Aim: Please copy the material below line for line, without changing anything.
#####
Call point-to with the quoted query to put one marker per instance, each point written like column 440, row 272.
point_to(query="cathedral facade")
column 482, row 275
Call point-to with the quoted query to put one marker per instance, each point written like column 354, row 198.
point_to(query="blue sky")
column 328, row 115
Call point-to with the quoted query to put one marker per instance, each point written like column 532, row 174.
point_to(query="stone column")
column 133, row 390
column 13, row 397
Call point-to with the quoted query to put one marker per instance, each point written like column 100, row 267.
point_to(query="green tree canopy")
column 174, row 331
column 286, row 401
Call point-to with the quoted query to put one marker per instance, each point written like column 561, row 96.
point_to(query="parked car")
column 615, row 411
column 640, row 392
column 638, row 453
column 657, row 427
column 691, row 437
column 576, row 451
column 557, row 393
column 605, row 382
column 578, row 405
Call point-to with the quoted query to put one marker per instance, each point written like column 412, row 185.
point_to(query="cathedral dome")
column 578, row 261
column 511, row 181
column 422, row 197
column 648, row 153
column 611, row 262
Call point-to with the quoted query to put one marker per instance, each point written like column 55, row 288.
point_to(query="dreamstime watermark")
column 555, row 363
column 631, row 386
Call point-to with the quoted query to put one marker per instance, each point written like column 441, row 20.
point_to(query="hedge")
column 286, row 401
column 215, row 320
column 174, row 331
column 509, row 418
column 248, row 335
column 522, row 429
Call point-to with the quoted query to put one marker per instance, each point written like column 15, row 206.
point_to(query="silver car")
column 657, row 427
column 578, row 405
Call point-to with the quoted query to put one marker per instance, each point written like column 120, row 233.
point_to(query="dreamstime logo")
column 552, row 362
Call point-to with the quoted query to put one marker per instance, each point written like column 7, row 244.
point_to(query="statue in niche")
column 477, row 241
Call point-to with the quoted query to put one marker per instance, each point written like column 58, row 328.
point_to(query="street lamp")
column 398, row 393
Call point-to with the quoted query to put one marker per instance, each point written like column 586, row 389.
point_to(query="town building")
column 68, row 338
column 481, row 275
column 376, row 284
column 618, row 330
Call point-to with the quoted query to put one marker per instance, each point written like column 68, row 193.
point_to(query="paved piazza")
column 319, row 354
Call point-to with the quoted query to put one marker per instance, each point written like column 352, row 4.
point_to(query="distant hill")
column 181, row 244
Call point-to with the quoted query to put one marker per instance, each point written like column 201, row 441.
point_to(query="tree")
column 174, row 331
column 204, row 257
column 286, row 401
#####
Full output:
Call point-to with the quoted query to put one marker per instance, each point written like column 440, row 272.
point_to(query="cathedral facade")
column 482, row 275
Call point-to with the quoted query to put one marker per instance, each point written like column 354, row 198.
point_to(query="blue sky")
column 328, row 115
Call point-to with the quoted query to put one marker per instance, each point written like column 532, row 174.
point_to(query="stone column")
column 133, row 390
column 13, row 397
Call point-to with the quoted query to put one marker per instance, each point written like column 100, row 267.
point_to(query="green tree canopy")
column 174, row 331
column 286, row 401
Call point-to with the quoted query to put one marker per instance, each point written like column 561, row 96.
point_to(query="parked car")
column 615, row 411
column 640, row 392
column 638, row 453
column 657, row 427
column 691, row 437
column 576, row 451
column 557, row 393
column 605, row 382
column 578, row 405
Call point-to with the quoted query to put one marker per instance, each point written like column 412, row 185.
point_to(query="cathedral dome")
column 578, row 261
column 511, row 181
column 422, row 197
column 648, row 153
column 611, row 262
Call point-to with the quoted query to put one marker per instance, each point written like column 55, row 288.
point_to(query="dreamstime watermark")
column 555, row 363
column 631, row 386
Call point-to with the quoted query to put one marker per instance, each point written like column 441, row 20.
point_to(query="hedge")
column 286, row 401
column 215, row 320
column 174, row 331
column 509, row 418
column 248, row 335
column 522, row 429
Call point-to with the quoted query to put one marker per instance, each point written like column 15, row 206.
point_to(query="silver car")
column 657, row 427
column 578, row 405
Call point-to with the quoted query to put one marker per instance, each point written like column 120, row 233.
point_to(query="dreamstime logo")
column 552, row 362
Call point-to with the quoted query to put one marker per instance, each point written like column 7, row 244.
point_to(query="statue in niche")
column 477, row 241
Call point-to with the quoted query to put one marker per instance, each point written like column 58, row 328.
point_to(query="street lamp")
column 398, row 393
Call point-to with the quoted query to put one marker per instance, each point written like column 586, row 389.
point_to(query="town building")
column 68, row 338
column 481, row 275
column 376, row 284
column 618, row 330
Call point-to with the quoted query to put one marker per instance, each point written like column 68, row 193.
point_to(query="paved piazza")
column 319, row 354
Call point-to with the quoted query to put one marker per instance, each point written like column 352, row 4.
point_to(query="distant hill")
column 181, row 244
Call point-to with the quoted query to put one marker per instance, each point written like column 201, row 441.
point_to(query="tree")
column 174, row 331
column 204, row 257
column 286, row 401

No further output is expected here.